● Written request
Count the lines in the rows below that contain the string 'single', with case significant, and give only that number.

● Records shown
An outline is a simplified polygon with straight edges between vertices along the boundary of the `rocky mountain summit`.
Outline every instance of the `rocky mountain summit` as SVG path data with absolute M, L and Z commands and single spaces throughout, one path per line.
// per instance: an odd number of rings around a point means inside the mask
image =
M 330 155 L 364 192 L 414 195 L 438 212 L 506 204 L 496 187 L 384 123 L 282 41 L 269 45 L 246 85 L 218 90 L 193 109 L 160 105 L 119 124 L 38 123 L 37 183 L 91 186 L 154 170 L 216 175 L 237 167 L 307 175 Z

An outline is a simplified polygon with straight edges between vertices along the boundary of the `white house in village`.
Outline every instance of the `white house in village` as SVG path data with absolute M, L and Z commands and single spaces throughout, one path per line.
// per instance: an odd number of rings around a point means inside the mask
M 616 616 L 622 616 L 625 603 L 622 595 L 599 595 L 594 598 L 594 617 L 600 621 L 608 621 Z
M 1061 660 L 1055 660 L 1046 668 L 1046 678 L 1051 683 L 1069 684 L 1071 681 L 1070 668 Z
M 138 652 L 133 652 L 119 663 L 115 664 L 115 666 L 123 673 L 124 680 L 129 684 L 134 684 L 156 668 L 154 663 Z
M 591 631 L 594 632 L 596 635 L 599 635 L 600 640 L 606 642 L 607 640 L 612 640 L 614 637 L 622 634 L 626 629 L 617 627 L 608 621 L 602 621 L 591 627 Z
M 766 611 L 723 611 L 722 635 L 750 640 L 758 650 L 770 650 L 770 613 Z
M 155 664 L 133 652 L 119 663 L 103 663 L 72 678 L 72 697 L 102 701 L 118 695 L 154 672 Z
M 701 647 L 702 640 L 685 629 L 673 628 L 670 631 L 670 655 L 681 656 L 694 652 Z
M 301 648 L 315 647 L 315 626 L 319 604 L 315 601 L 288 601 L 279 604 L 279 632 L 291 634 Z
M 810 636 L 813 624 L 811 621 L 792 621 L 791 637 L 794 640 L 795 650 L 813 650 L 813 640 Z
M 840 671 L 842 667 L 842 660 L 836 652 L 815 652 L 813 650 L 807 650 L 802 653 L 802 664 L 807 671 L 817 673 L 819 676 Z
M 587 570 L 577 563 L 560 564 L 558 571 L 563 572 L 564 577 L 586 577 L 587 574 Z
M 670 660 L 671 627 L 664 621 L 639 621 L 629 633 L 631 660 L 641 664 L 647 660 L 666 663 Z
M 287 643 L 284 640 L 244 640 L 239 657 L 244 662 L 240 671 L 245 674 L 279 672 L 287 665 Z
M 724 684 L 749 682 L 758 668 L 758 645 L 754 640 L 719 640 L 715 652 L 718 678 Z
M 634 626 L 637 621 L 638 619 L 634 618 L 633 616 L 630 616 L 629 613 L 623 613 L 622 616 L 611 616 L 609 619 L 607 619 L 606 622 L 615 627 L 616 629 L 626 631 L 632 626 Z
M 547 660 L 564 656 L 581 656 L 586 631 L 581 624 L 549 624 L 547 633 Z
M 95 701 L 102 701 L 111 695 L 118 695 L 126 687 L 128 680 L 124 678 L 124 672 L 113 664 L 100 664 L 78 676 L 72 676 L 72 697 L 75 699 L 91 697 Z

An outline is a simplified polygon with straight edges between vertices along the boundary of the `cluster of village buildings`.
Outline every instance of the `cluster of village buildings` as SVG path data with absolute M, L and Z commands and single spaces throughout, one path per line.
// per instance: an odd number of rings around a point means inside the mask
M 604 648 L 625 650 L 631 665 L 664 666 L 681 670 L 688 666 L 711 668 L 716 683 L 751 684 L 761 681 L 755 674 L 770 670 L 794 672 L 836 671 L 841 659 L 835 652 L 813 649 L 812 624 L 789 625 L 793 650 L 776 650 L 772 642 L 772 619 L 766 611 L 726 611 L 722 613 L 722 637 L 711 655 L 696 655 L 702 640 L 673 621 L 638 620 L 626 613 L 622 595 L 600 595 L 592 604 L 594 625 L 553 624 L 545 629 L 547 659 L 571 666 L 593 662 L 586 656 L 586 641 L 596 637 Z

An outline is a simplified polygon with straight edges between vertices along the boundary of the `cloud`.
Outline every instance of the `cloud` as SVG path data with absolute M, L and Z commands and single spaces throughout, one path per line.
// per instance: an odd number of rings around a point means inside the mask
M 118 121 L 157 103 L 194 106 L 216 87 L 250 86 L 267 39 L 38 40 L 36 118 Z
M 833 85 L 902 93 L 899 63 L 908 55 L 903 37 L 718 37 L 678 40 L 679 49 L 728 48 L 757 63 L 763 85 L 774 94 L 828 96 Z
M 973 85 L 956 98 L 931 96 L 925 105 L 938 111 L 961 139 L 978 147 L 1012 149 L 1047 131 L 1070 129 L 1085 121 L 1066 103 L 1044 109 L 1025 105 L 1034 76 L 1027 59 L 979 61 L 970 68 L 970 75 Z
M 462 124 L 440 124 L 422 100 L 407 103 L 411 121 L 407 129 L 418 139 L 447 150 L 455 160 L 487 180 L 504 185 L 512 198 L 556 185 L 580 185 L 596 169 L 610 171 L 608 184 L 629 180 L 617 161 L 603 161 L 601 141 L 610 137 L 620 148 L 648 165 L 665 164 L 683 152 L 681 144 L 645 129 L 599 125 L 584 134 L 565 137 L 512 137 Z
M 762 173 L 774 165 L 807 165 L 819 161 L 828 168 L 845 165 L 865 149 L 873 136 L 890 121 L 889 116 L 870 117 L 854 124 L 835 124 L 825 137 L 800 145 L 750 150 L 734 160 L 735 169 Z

● Correct answer
4